*TASKS TO PERFORM:*
**a)** Answer these from the post on daily planning:
(i) What is the one thing in the writer's life exempt from planning?
(ii) What mark does the writer put at places that need more research while drafting?
(iii) How many pages does the writer aim to edit and revise each day?
**b)** Pick up the post on daily planning after its final sentence and extend it by a few paragraphs in the same voice.

*TEXT PASSAGE:*
# # # # # # #
The Plan du Jour

Plans must be made every day. They’re compartmented by activity. They’re all based on what’s been done, and the overall goals, objectives, mission, and visions.

This is a product of my military years. Make lists, prioritize, structure and plan, hup – two – threp – four. About the only thing in my life exempt from planning is this blog. The blog is just a lark, a creative outlet, a place to vent and rant, and a channel for improving my knowledge, sparking my thinking, and making connections. Everything else is serious.

Writing is especially serious, even as it’s fun. A plan is required or an organic writer like me. The most critical part to remember about having a plan is that it’s a tool to help organize and progress. Trying to make the perfect plan is counter-productive, unless you’re murdering someone or robbing someplace. In just about everything else, it’s sufficient to have a sketchy plan.

When I’m writing the story, the story writes the plan. My novels typically begin with a concept or a setting. Ideas volunteer and find roots.

But writing is like vehicular traffic for me; everything causes a reaction. Implications, issues, conflicts, and outcomes arise. Plans are needed. Some of that planning is researching aspects to provide more depth and realism. Other planning is simply developing concepts and character background. Characters often leap into action on a page. I accept that, but to carry the story forward and keep it honest, I need to know that character. So, off I go, into a character snapshot. Some of that ends up in the novel as exposition. It depends upon the material and story. Even if I include it at that point, it can be removed later. It depends upon the arc, relevance, and pacing.

Writing and walking work well together. My mind can pick up where I left off writing the story on the last session and resume that thread preparatory to beginning a new day of writing like crazy. Reading and writing works well for me, too. Reading fuels my creativity, invigorates my desires, and reinforces my will, all good things while on a novel-writing journey.

All of this is less so with editing and revising.

In editing and revising, I already have the raw material that writing provided. The characters are established; so is the plot. The research has been completed, for the most part, and the results are embedded in the story.

I can say that research is completed for the most part. Sometimes while writing, I’ll put in some shorthand about something require greater detail, clarification, or verification that I’m not completely wrong about what I think and have based my novel decision upon. I use the shorthand because I’m in the writing rhythm and don’t want to divert myself from that path. I mark these places with <TK> and some explanation about what I wanted for there, and why. These might need research at that point. Sometimes, though, I find the research has been completed and used elsewhere. Sometimes I find that what I thought was needed there is no longer required. I go with the flow as I see it.

An editing and revising plan then evolves more into finishing the novel as a coherent and entertaining story that others can read and enjoy. I sit down to edit and revise with a goal of completing thirty pages each day. It’s just like running miles for me, or walking; having a specific objective keeps me focused on the overall course. That objective, though, isn’t the goal, and I don’t confuse the two. Editing and revising the book remains the goal for this phase of the vision. The vision is a completed, published novel.

Thirty pages is a somewhat arbitrary distinction. I often exceed that. Once in a while, I’ll fall short.
# # # # # # #
*GIVEN DATA:*

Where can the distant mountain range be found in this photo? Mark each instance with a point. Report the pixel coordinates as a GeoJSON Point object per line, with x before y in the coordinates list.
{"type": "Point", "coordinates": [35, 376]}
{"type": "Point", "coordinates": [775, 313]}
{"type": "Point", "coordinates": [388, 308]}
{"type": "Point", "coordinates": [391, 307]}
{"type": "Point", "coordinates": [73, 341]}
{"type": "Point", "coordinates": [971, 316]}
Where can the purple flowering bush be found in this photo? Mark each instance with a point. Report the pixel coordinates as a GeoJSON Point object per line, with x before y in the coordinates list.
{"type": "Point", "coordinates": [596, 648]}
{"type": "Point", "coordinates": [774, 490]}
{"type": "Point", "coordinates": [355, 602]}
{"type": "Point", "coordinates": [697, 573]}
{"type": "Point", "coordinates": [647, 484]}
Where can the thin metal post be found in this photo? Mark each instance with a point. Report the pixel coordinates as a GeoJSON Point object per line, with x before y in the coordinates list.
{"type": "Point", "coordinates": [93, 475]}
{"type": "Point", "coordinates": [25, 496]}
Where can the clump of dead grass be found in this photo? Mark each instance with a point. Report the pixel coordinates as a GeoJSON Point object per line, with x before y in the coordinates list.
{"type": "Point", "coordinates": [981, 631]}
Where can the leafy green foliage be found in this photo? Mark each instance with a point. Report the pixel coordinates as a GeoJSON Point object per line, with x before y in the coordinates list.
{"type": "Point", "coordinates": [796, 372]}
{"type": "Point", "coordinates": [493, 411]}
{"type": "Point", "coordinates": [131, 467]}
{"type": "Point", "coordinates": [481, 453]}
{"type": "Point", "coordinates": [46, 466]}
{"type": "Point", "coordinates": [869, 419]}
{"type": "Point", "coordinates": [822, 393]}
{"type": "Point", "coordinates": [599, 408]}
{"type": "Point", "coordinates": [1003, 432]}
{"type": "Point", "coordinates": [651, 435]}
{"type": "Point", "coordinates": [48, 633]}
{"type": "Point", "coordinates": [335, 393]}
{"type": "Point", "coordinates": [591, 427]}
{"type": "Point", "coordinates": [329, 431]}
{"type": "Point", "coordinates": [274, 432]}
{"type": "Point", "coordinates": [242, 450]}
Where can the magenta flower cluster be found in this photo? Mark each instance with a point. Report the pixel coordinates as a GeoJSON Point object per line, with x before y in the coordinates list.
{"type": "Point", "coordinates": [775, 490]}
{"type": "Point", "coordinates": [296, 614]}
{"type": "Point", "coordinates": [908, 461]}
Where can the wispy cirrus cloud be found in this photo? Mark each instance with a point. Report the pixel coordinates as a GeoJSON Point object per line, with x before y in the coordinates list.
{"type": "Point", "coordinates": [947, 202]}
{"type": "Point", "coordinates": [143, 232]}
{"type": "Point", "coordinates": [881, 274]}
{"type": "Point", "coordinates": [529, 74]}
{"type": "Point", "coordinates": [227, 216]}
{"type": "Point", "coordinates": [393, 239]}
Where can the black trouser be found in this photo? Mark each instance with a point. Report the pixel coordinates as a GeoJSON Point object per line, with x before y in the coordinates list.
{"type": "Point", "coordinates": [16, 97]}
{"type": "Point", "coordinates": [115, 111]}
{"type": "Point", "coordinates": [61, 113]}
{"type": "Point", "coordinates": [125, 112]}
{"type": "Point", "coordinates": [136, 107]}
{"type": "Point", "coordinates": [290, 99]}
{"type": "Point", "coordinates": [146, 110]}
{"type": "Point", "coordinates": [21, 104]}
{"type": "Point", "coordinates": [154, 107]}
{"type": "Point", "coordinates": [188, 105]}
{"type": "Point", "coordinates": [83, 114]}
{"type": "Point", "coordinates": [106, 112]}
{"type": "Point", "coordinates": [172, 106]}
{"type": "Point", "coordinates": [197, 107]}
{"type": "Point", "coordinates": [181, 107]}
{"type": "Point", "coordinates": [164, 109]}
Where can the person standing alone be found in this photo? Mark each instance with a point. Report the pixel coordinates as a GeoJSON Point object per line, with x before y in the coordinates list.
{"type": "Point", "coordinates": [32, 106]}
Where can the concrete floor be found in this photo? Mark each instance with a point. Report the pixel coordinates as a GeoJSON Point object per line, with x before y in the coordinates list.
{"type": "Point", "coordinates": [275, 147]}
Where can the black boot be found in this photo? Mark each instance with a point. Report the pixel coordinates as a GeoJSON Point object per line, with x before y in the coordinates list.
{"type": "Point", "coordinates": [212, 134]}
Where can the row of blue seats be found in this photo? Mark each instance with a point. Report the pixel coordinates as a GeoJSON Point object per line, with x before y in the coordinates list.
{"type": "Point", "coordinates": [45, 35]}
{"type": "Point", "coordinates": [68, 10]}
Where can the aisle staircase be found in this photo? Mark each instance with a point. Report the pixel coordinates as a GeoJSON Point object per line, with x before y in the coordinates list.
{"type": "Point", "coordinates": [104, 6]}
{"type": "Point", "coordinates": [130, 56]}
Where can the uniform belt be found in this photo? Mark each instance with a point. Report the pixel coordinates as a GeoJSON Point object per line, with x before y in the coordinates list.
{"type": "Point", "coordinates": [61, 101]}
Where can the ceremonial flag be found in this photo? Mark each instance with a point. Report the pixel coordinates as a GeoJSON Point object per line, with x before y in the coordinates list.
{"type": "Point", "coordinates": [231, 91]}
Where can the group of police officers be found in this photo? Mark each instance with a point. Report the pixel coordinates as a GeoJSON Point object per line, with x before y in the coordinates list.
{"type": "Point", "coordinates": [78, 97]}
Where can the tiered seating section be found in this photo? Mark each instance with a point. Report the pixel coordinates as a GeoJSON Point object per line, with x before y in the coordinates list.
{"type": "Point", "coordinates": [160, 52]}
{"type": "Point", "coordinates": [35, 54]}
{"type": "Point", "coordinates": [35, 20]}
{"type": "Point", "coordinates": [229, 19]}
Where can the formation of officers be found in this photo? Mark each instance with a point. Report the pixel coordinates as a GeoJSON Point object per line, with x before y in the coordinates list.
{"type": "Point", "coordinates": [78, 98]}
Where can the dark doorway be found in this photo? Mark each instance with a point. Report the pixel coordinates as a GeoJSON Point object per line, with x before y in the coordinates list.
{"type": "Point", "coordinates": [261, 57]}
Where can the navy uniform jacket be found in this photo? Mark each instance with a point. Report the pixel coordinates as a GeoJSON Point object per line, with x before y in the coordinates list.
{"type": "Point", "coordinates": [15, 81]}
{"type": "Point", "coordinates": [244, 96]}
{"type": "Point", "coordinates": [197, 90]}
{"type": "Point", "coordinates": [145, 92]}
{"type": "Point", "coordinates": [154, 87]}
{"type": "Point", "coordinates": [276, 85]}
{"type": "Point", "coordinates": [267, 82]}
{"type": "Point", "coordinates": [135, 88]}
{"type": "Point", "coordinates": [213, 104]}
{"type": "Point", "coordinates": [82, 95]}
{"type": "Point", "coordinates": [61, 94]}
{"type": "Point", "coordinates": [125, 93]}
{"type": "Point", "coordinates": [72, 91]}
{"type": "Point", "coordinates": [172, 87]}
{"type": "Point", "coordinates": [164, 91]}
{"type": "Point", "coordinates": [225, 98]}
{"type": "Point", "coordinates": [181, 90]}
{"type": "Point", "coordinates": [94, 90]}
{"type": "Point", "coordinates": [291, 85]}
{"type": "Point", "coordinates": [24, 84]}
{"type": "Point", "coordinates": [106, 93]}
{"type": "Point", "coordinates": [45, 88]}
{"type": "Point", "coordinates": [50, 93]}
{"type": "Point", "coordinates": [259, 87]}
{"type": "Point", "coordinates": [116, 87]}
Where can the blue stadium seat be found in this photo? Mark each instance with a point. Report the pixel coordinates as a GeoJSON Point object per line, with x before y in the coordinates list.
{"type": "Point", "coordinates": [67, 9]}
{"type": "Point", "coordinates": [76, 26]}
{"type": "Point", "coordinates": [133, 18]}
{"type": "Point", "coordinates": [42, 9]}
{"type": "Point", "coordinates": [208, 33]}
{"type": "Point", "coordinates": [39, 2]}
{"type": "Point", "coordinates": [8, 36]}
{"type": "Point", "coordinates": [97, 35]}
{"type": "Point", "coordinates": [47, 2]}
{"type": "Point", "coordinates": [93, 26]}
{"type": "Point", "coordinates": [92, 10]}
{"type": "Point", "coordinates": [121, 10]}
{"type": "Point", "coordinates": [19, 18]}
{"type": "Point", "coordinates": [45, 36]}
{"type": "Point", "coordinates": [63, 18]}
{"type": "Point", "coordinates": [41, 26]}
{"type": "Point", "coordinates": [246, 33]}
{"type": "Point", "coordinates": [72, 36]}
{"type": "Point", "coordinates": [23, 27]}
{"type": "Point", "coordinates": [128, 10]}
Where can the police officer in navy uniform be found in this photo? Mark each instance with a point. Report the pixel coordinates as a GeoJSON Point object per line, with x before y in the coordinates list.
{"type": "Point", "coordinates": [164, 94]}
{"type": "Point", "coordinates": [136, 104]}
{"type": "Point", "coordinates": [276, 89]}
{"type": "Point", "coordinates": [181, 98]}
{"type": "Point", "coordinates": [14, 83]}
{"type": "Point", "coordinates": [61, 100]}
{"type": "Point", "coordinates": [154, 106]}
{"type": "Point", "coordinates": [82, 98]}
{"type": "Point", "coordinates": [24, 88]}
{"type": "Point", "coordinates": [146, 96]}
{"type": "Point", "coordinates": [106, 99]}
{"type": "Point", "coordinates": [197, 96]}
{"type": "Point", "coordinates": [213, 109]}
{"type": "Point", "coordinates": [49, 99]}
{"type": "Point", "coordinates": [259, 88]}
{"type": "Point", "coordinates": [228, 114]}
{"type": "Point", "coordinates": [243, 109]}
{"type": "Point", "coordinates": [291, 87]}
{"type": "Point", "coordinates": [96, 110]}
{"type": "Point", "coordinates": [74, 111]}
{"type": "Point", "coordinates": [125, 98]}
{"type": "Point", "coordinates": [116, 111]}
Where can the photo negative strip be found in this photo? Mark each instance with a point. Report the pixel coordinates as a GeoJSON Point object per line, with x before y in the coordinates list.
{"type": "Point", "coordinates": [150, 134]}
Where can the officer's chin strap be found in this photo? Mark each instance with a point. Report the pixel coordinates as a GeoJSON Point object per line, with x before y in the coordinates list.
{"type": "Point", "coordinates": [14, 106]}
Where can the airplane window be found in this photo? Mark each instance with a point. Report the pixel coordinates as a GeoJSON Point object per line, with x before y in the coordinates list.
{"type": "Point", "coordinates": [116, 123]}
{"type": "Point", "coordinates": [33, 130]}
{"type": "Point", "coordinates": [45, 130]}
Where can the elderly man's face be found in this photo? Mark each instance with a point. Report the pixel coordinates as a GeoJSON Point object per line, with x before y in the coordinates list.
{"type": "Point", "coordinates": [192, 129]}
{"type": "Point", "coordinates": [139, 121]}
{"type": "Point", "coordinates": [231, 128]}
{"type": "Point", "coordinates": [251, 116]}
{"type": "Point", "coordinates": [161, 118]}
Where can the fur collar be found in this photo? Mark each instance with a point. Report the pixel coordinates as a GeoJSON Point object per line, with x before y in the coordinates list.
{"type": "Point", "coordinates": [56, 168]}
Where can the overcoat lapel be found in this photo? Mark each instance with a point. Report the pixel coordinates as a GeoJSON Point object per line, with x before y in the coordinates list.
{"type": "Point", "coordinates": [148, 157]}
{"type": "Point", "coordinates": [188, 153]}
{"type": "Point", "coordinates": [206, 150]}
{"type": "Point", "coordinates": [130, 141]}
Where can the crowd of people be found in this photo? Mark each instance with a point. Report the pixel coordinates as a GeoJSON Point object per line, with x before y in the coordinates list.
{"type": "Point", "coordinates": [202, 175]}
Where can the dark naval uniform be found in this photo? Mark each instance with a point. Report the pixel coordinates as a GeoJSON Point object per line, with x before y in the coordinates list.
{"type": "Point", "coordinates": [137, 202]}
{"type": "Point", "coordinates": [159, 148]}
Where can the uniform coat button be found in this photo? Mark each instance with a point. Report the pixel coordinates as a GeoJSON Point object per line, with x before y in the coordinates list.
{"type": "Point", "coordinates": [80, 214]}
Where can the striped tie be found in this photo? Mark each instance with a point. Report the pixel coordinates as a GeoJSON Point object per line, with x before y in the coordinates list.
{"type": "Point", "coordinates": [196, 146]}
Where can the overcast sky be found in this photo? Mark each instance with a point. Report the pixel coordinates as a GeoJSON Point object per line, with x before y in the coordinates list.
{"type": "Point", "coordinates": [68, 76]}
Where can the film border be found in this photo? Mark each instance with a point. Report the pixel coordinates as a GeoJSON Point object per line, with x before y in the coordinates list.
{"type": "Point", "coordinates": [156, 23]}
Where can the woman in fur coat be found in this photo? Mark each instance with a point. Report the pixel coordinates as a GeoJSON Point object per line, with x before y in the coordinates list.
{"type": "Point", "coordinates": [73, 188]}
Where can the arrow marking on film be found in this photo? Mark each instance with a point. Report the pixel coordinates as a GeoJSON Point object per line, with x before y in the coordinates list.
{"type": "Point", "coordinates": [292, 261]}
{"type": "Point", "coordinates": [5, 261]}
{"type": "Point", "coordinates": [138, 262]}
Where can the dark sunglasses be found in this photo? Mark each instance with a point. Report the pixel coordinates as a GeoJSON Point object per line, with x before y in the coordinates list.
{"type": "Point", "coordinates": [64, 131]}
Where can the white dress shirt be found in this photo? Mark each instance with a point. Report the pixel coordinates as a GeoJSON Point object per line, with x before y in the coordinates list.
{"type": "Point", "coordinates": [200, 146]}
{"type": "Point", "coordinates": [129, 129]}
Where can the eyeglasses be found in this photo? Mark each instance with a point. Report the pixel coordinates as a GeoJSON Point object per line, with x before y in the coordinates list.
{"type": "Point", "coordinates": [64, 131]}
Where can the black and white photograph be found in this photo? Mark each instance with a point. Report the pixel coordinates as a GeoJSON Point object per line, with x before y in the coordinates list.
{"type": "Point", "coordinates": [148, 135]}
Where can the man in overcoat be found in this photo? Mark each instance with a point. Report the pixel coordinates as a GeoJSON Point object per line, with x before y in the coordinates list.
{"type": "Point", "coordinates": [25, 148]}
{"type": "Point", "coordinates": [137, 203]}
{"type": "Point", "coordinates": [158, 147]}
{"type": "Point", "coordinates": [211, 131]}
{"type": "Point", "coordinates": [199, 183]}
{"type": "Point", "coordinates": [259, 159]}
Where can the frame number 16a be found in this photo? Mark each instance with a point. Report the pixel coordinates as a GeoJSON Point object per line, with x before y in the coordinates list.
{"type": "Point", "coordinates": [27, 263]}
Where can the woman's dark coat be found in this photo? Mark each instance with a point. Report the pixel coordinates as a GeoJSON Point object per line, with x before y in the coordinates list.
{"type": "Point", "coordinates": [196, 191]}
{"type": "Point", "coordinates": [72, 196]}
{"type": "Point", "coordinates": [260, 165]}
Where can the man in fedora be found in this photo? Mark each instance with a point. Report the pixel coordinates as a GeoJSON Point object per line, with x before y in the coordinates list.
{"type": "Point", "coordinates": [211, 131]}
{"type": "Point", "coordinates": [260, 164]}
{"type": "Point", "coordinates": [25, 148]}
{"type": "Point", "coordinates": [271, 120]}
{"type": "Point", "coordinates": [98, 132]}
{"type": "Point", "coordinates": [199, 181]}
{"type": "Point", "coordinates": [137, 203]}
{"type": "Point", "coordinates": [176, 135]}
# # # # # # #
*EXERCISE RESPONSES:*
**a)**
(i) The blog.
(ii) <TK>, followed by an explanation of what was wanted there and why.
(iii) Thirty pages.

**b)**
Reaching thirty pages a day is neither easy, nor difficult. It depends upon the work presented. Some of it’s already been significantly revised, edited and polished, because part of my process as an organic writer is to edit and revise as I write the novel. These sort of passages are a pleasure to edit and revise because they’re so easy. The biggest problems I encounter are writing butt and becoming complacent. Writing butt is, of course, when you’ve been sitting for so long, your ass has gone numb. Since I often have my head up my ass, this can have serious health ramifications for breathing and thinking. Complacency is when I stop thinking critically about what I’m reading.

Beyond this basic plan and structure for editing, sometimes, in the course of reading what’s been written, I’ll draw up short. Something does not align with what was previously read, or what I recall writing later in the novel. At that point, I have options.

My options depend on how big I view this mis-alignment, i.e., how disturbing or surprising I find it, and it’s influence on the rest of the plot and novel. Sometimes, it appears to me to be so large that it becomes a plan to resolve this difference. Other times, it’s smaller and I simply make a note to review and resolve. A few times, the flawed connection has arrived because I just read that part. Then, I’ll flip back to it quickly, confirm my facts, and continue. A few times, it’ll be something like a planet, ship, or secondary character’s name. When that happens, I’ll verify, and then completed a global search and replace.

With all plans, as learned in the military, it’s about mission accomplishment. What is my vision, and how does completing my mission support it? In writing a novel, it’s pretty damn simple and clear.

Now, excuse me. I have a plan to go edit and revise, at least one more time.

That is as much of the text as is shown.